EXERCISE TASK 1: In the forum thread about running two heat mats from one thermostat, translate this sentence into Spanish: "You could, but the problem is there will only be one probe."
EXERCISE TASK 2: Resume the forum thread about running two heat mats from one thermostat after its last sentence.

PASSAGE GIVEN:
★ ★ ★

# 2 Heatmats 1 thermostat



## tortz (Nov 25, 2007)

I think i know the answer already, but just wanted to check with you guys

Can i run 2 identical heat mats from one thermostat? the only difference is the size of the vivariums there going into.

Boths viv will be set up with thermometers, to double check everything

many thanks


----------



## Lotus Nut (Jan 7, 2008)

Yep they will be fine no problem providing combined wattage is within load capability of stat.


----------



## tortz (Nov 25, 2007)

cheers lotusnut,

Just wanted to confirm what what i thought


----------



## cubeykc (Aug 8, 2008)

yep i run 3of mine


----------



## bEnNy THE BeArDeD (Sep 15, 2008)

thats fine


----------



## reptiles-ink (Nov 4, 2006)

if the viv's are different sizes then you wont get the same temps in each.
if you put the probe in the bigger viv the small 1 will over heat.
if it's in the small 1 the big 1 will be too cold.
you need another stat.


----------



## tortz (Nov 25, 2007)

I'll be using identical heat mats, and only wanting to heat the area directly above the mat. I would have thought that this would work fine??

As the heat mat is not going to be heating the whole tank or raising any ambient temps, only the hides that are directly above them.

Would anyone else like to comment ?


----------



## steved (Feb 2, 2008)

You could, but the problem is there will only be one probe.


----------



## tortz (Nov 25, 2007)

one probe placed on either of the mats, from the stat

Then both mats will have a digital thermometer on them, to check and measure the temps are correct and constant


----------



## Janine00 (Sep 20, 2008)

What happens if one of the mats in the viv without the stat probe has a problem and the mat overheats??...... Cooked inhabitant??..... :blush: Just a thought.... J


----------



## tortz (Nov 25, 2007)

both heat mats will be run through the same stat!

So when the correct temp is reached they both turn on/off


----------



## fixitsan (Apr 15, 2008)

newtort said:


> both heat mats will be run through the same stat!
> 
> So when the correct temp is reached they both turn on/off


That's only true oif the temperature in boith vivs are identicval before the stat turns off.
Mats are created slightly differently, one viv will have slightly more cooling than the other. there will be different volumes in air in them if they are anything else but identical vivs, and so on.

★ ★ ★

RECORDED DATA:
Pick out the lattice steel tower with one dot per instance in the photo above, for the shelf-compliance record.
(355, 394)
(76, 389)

★ ★ ★

EXERCISE RESULT 1: Podrías, pero el problema es que solo habrá una sonda.

EXERCISE RESULT 2:
Only one viv can be said to have proper temperature control in this case, and for the viv without the probe yoiu may as well shove it up against a warm central heating radiator for all the _control _over heat you will be giving to it.

The only time it is sensible to run several mats from one controller is when all the mats are in the same viv. Just relying on thermometers does you no good unless you monitor them personally all the time, because thermometers can't kill the power when one mat fails, ora fuse blows.

If the fuse to the controlled mat fails the controller turns up the output to it's maximum to try to get some heat into that viv. If you have another mat in circuit with that controller then it will get all the heat and the probe won't feel any of it. The result here is that one viv goes cold and the other cooks.

If you have one controller failure you lose both pets, but instead if you have two controllers and one fails then only one animal suffers, not both.


----------



## tortz (Nov 25, 2007)

fixitsan.

I'll be using digital thermostats with built in alarms, and dual zone thermometers in each viv also with built in alarms.

I will carry spare heats mats, and also a spare thermostat, just in case anything does go wrong. (i always make sure i have a spare electrical items that im using for any pets)

I will test out the two vivs in question for atleast a week solid, to ensure that the correct temps are being reached and maintained.


----------



## fixitsan (Apr 15, 2008)

newtort said:


> fixitsan.
> 
> I'll be using digital thermostats with built in alarms, and dual zone thermometers in each viv also with built in alarms.
> 
> ...



Good to hear !

But i can't help wondering why, if you have all that spare equipment, you don't just put one controller and probe and mat in each individual viv , it's no good on the shelf !


----------



## tortz (Nov 25, 2007)

I know what you mean!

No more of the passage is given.